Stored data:
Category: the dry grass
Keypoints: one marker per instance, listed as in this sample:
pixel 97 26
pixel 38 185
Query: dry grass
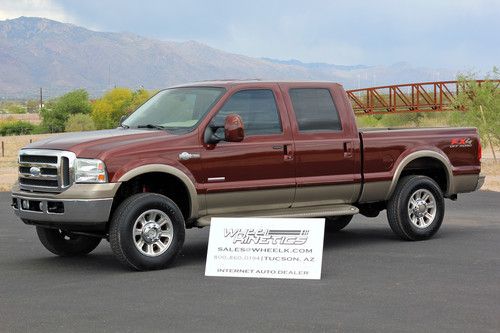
pixel 12 144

| What to produce |
Write the entries out again word for word. Omit all pictures from them.

| Task output |
Category: the dry grass
Keypoints: one marker per instance, listed as in this sample:
pixel 97 26
pixel 38 185
Query: dry grass
pixel 12 144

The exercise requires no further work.